### TASK OBJECTIVE
The expected output is the line holding "box: [603, 415, 676, 589]" plus every line after it through the end of the listing, copied exactly.

### DATA TO PROCESS
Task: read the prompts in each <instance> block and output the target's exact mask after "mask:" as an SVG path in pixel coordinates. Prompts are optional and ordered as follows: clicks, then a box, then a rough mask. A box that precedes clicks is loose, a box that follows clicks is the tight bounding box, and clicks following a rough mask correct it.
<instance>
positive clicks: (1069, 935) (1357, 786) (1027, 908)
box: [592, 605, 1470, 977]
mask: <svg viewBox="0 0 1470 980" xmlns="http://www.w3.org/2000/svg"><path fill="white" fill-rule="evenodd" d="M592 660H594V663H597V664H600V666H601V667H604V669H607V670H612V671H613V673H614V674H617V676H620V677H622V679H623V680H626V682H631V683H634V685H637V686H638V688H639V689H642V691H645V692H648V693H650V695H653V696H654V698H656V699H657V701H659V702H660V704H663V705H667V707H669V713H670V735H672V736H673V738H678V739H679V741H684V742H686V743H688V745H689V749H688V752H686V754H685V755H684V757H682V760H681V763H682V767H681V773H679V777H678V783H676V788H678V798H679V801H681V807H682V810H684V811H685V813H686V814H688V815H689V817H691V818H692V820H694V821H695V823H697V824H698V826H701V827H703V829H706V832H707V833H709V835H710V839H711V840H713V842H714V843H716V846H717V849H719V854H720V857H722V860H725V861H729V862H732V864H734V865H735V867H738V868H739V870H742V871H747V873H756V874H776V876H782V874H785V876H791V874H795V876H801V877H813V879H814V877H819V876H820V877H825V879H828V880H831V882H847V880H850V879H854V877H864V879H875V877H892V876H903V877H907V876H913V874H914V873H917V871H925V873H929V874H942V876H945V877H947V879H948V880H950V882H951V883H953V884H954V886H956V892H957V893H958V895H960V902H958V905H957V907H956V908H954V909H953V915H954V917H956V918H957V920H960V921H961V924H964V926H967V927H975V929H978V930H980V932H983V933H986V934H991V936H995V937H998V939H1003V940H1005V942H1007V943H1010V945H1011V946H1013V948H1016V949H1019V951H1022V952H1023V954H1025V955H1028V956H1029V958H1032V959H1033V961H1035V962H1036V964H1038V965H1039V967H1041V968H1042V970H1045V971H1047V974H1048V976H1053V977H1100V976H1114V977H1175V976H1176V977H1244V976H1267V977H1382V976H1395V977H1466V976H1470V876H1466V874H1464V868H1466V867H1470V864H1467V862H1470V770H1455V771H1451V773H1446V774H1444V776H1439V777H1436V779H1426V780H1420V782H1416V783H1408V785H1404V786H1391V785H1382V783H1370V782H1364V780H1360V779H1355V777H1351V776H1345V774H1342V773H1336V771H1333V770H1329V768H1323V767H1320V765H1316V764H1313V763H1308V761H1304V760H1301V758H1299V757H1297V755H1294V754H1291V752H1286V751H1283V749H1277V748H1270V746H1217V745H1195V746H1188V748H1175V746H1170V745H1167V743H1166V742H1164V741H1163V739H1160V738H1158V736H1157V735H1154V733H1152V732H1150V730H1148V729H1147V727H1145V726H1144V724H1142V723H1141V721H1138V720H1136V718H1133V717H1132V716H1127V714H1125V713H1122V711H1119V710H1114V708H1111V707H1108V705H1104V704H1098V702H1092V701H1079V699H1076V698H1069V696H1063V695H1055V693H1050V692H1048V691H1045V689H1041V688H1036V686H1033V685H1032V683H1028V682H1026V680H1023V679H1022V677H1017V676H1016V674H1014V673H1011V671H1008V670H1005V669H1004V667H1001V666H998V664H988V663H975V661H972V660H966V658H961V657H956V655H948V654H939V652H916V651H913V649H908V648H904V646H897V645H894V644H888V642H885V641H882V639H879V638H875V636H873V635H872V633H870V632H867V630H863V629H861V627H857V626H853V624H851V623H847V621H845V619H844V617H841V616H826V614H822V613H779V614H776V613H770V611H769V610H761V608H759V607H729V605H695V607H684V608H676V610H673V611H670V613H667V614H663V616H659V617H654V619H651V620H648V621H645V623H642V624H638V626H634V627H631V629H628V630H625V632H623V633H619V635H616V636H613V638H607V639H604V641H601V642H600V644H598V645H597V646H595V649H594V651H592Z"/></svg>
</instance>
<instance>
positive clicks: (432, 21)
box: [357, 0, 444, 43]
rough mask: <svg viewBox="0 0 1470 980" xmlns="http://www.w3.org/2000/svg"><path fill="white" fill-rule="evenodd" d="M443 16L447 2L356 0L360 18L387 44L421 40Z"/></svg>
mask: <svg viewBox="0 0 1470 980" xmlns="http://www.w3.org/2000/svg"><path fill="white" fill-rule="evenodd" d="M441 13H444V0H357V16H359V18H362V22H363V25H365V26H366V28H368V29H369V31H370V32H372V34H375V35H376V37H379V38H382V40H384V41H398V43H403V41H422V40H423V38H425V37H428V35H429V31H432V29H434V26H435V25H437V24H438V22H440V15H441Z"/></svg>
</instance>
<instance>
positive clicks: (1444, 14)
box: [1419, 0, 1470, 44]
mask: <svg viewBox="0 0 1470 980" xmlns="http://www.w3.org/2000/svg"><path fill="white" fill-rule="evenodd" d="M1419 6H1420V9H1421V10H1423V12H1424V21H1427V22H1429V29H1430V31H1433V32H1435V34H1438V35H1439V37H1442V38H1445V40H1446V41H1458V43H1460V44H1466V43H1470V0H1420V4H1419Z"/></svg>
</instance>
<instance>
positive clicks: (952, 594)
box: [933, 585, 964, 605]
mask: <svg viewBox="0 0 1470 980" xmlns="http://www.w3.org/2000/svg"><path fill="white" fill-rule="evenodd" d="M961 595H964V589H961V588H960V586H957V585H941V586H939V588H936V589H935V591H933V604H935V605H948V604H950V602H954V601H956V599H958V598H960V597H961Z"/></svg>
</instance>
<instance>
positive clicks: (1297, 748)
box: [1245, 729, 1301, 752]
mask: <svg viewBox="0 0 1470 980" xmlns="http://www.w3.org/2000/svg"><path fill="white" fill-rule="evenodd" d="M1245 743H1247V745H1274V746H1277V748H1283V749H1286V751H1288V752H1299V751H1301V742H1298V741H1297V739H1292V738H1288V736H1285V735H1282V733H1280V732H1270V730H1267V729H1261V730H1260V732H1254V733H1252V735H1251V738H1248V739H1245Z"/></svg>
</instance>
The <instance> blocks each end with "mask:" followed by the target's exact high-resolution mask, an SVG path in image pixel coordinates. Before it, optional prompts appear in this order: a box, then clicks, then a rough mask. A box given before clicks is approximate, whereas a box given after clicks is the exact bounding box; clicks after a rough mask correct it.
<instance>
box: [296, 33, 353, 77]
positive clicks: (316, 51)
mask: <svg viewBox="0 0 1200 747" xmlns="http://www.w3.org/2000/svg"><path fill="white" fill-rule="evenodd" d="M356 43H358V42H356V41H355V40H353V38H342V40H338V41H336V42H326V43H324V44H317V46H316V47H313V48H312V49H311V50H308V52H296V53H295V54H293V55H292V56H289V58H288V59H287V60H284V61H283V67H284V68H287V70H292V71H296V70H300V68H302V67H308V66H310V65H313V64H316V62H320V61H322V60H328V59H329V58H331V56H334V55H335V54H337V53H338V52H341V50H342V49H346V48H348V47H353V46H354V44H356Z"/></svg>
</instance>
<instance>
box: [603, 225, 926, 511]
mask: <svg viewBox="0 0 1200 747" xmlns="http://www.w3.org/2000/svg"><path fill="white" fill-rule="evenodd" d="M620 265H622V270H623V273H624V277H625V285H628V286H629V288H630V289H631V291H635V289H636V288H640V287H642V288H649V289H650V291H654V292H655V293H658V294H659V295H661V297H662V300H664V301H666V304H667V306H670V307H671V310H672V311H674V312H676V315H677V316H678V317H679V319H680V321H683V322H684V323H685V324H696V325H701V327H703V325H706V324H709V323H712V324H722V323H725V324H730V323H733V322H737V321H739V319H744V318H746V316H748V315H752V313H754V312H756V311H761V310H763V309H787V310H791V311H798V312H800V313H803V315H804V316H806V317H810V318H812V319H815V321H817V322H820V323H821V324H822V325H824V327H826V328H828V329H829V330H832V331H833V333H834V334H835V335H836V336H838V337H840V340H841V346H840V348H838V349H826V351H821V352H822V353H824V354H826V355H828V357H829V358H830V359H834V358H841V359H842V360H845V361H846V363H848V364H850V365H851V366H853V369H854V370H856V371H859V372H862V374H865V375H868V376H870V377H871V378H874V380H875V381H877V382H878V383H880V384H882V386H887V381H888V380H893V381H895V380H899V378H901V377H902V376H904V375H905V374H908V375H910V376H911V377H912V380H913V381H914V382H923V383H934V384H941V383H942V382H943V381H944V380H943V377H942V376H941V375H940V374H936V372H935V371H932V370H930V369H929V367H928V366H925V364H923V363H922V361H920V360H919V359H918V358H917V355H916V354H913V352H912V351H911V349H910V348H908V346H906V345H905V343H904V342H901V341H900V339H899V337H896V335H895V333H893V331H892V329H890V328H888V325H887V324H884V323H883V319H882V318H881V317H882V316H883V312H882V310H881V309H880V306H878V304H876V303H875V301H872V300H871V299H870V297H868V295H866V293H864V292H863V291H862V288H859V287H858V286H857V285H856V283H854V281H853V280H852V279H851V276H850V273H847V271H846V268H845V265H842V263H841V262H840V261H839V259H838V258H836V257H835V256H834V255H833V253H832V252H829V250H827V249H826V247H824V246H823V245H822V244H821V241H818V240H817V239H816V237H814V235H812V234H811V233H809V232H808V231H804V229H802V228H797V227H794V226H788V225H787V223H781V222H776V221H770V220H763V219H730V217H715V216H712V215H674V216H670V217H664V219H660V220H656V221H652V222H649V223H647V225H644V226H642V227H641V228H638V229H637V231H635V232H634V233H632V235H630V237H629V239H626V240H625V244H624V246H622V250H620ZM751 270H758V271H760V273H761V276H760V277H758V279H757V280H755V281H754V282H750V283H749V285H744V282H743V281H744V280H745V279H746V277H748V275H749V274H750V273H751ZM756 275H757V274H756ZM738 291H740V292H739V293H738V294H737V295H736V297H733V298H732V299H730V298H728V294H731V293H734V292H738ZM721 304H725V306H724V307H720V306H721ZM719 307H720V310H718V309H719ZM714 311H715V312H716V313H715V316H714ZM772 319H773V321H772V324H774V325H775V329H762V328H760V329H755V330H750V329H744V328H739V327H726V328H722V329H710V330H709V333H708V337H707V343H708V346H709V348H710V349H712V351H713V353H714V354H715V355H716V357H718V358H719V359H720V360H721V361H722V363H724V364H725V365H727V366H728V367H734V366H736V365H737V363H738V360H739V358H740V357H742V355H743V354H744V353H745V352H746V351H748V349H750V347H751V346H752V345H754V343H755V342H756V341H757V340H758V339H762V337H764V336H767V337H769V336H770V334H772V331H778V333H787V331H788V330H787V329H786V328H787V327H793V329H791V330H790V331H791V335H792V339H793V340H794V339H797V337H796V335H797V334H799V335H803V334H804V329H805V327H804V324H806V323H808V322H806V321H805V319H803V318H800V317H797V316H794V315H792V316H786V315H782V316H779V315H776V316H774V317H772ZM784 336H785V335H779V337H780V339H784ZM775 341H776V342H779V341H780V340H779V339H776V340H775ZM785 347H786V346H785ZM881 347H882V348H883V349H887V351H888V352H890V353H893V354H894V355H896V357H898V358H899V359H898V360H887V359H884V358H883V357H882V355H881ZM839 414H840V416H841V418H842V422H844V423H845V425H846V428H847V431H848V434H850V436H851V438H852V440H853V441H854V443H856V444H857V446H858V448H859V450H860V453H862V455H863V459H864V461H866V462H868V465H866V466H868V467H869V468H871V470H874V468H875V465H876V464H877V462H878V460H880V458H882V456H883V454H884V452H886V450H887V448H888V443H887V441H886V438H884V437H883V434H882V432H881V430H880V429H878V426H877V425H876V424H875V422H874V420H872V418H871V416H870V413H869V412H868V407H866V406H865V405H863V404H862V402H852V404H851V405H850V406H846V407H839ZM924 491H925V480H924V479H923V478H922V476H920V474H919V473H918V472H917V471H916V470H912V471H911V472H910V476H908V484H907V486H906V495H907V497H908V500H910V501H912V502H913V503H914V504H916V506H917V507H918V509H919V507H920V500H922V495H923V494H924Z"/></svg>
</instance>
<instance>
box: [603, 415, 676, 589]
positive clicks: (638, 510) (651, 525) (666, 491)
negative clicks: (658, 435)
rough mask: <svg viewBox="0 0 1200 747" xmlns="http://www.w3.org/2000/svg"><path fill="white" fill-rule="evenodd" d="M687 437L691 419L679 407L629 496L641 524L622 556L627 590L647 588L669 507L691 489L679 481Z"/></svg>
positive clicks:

### OUTPUT
box: [603, 415, 676, 589]
positive clicks: (638, 510) (651, 525) (666, 491)
negative clicks: (658, 435)
rough mask: <svg viewBox="0 0 1200 747" xmlns="http://www.w3.org/2000/svg"><path fill="white" fill-rule="evenodd" d="M687 437L691 419L679 407L629 496L641 524L622 556L627 590L647 588L669 507L691 489L679 481Z"/></svg>
positive clicks:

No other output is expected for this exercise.